SHORT TASK: Could you echo, word for word, the entries from the line containing "Pick out the stone curb, placing" through the end of the entries, both ends included?

Data drawn from a collection:
════════════════
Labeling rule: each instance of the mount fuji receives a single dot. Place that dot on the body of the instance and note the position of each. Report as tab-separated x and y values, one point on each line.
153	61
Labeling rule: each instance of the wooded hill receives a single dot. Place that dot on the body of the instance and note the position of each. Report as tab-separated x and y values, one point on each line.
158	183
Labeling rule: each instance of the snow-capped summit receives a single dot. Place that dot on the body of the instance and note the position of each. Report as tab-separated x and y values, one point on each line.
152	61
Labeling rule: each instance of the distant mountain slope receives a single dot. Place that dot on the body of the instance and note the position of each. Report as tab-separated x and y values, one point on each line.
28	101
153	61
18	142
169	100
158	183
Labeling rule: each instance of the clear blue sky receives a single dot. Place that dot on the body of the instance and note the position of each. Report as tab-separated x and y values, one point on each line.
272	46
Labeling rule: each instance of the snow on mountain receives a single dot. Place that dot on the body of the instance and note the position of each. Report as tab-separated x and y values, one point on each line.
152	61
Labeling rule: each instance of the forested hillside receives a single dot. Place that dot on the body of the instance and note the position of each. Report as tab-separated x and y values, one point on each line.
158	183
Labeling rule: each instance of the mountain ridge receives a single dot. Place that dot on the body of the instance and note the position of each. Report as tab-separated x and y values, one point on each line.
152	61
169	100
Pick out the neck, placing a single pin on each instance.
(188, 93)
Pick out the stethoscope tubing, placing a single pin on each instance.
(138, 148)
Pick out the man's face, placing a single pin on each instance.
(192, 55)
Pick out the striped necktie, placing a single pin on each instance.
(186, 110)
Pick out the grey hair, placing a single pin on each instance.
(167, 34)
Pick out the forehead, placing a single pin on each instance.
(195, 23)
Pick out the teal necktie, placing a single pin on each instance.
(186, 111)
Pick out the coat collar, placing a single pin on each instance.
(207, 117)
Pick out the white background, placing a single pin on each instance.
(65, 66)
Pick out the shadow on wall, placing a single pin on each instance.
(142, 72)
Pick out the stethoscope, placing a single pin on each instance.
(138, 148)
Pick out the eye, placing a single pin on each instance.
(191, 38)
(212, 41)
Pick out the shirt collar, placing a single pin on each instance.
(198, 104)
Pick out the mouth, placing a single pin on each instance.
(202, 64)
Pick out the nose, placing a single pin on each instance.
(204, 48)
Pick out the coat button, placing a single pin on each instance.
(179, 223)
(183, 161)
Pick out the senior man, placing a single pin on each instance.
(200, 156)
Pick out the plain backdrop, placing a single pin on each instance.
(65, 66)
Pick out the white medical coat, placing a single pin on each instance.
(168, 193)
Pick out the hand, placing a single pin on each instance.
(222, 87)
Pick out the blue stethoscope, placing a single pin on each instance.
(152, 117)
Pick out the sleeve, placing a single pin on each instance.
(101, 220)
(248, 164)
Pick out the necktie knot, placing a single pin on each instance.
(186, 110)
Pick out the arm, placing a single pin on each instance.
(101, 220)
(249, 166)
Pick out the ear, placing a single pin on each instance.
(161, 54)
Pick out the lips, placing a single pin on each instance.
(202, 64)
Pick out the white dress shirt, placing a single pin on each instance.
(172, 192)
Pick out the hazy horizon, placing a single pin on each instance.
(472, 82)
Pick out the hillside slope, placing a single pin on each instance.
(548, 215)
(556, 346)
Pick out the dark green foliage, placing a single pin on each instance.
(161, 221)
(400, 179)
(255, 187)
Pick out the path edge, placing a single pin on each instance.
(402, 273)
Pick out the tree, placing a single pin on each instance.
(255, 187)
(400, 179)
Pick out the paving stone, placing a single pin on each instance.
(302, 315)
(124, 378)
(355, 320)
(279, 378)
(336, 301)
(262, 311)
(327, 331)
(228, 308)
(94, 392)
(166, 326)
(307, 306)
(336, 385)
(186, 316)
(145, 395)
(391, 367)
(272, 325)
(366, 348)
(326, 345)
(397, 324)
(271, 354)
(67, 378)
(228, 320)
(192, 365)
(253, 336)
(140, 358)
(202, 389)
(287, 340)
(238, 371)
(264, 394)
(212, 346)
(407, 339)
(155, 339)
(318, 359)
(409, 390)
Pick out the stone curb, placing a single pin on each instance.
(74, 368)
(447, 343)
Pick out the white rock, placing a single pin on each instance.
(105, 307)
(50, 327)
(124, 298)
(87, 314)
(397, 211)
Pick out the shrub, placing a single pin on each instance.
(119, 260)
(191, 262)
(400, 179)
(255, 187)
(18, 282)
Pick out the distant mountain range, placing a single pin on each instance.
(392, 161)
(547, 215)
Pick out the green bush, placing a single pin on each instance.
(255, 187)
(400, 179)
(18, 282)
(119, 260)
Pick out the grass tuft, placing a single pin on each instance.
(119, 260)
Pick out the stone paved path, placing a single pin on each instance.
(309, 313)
════════════════
ANSWER TO THE TASK:
Pick out the stone curb, placing a single pin on each instance.
(74, 368)
(447, 343)
Pick out the white rock, placing a single pin on each instance.
(105, 307)
(50, 327)
(124, 298)
(87, 314)
(397, 211)
Pick out the shrub, placing a single pin on each instance.
(119, 260)
(191, 262)
(400, 179)
(255, 187)
(18, 282)
Pick out the distant mountain range, placing a single pin on each instance.
(392, 161)
(547, 215)
Pick out the green bush, placing a single pin on each instance.
(255, 187)
(400, 179)
(18, 282)
(119, 260)
Pick out the grass tuft, placing a single pin on each instance.
(119, 260)
Pick out the stone paved path, placing a single pin on each instance.
(309, 313)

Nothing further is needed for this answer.